## ESTRATTO FORNITO
**********

Nessun movimento calcistico ha saputo cambiare – o meglio: evolversi – come quello olandese. Dai fasti di Cruijff (che la seria A l’ha sfiorata con la maglia del Milan…) all’ultima scuola Ajax (De Ligt, a 21 anni già parte fondamentale della Juventus, il più fedele erede), dal Milan degli olandesi al tentativo di Inter e Sampdoria d’impossessarsi di quella classe ed eleganza. Nel mezzo, tante piccole finestre, tutte illuminate da una costante: il gioco e l’amore per lo stesso.

Come sempre, andiamo a ricordare le regole delle nostre top 11: non ci sono giocatori attualmente in circolazione, né in Italia, né altrove. Non che ci siano particolari assenze da segnalare: i fasti italo-olandesi sono stati certamente nel passato, così però si spiegano le assenze di De Vrij e magari quella di De Ligt, oltre a quella di Marten de Roon, reduce da due stagioni pazzesche all’Atalanta.

Il modulo? Un inno al calcio totale: 3-2-4-1 con 4 numeri 10 di gran classe. Possesso, verticalità, gol. Che davanti, e non è uno spoiler, è tutto sulle spalle di Marco Van Basten.

top 11 olandesi in serie A
Ovviamente formazione con 4 numeri 10 dietro al Re Marco Van Basten

Portiere: Van der Sar

Nove anni all’Ajax. La nazionale olandese. Il sogno degli Orange di aver trovato finalmente un portiere per dare l’assalto al Mondiale. Se ne innamora anche la Juve, con tutte queste carte in regola: nel 1999 diventa l’erede di Angelo Peruzzi. Due stagioni difficili, la seconda segnata dalla vittoria in Serie A della Roma: nella gara decisiva, l’errore di Van der Sar permise ai giallorossi di pareggiare in extremis. Due punti di vantaggio bastarono a Totti e compagni per centrare l’impresa storica.

**********

## CONTENUTO DEL DATASET
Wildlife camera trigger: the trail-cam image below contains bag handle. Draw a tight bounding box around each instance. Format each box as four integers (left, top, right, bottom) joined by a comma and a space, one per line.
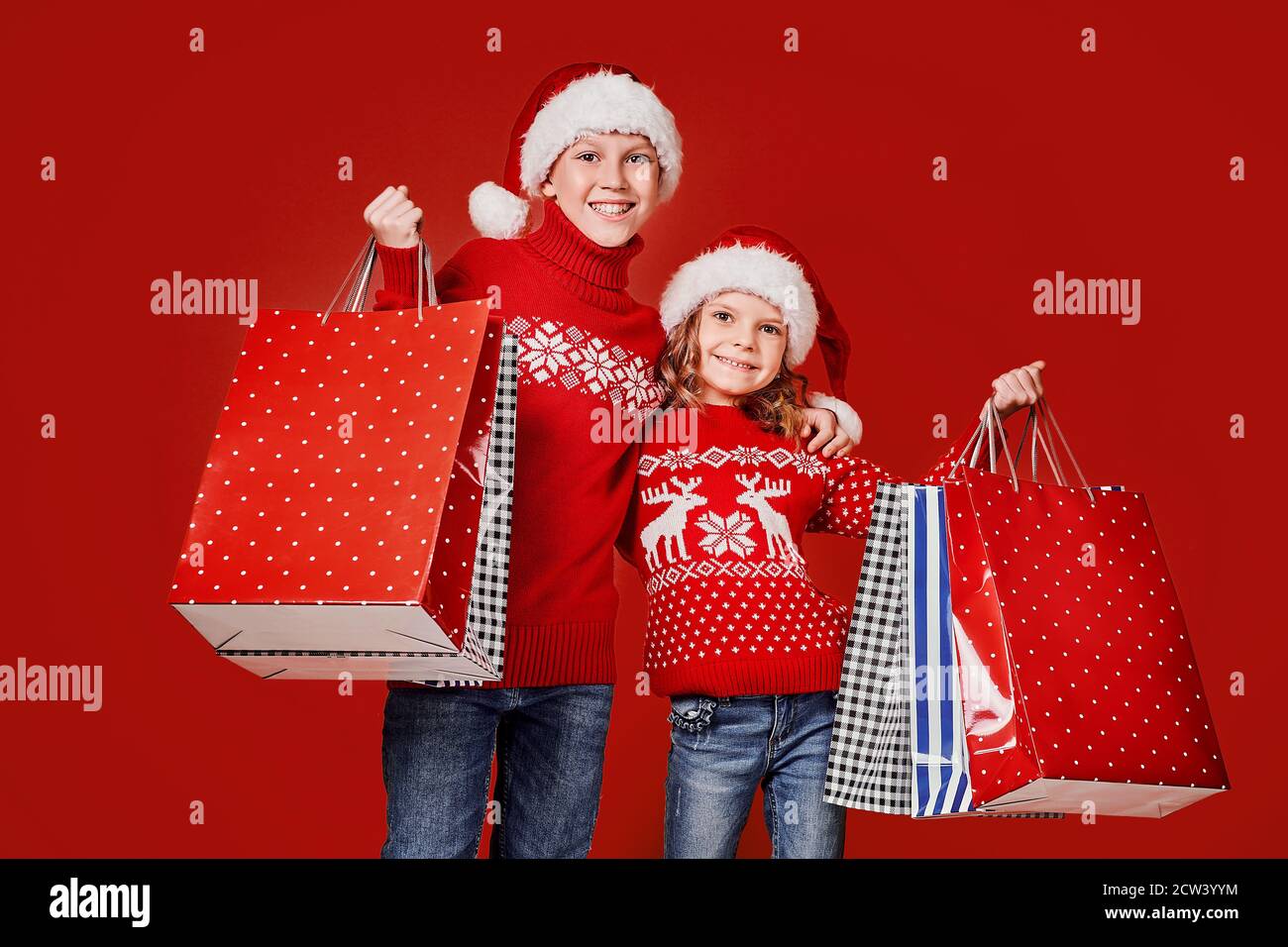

**********

## COMPITI SCRITTI
• 1. Per favore, riscrivi il passo dell'estratto sui calciatori olandesi in Serie A che comincia con le parole "Nessun movimento calcistico" e si chiude dopo "stagioni pazzesche all’Atalanta.", sostituendo "Sampdoria" con "Fiorentina".
• 2. Secondo l'estratto sui calciatori olandesi in Serie A, in che anno Van der Sar diventa l'erede di Angelo Peruzzi alla Juve?
L'elenco non ha alcun ruolo in questo lavoro.

## RISPOSTE AI COMPITI
• 1.
Nessun movimento calcistico ha saputo cambiare – o meglio: evolversi – come quello olandese. Dai fasti di Cruijff (che la seria A l’ha sfiorata con la maglia del Milan…) all’ultima scuola Ajax (De Ligt, a 21 anni già parte fondamentale della Juventus, il più fedele erede), dal Milan degli olandesi al tentativo di Inter e Fiorentina d’impossessarsi di quella classe ed eleganza. Nel mezzo, tante piccole finestre, tutte illuminate da una costante: il gioco e l’amore per lo stesso.

Come sempre, andiamo a ricordare le regole delle nostre top 11: non ci sono giocatori attualmente in circolazione, né in Italia, né altrove. Non che ci siano particolari assenze da segnalare: i fasti italo-olandesi sono stati certamente nel passato, così però si spiegano le assenze di De Vrij e magari quella di De Ligt, oltre a quella di Marten de Roon, reduce da due stagioni pazzesche all’Atalanta.

• 2. Nel 1999.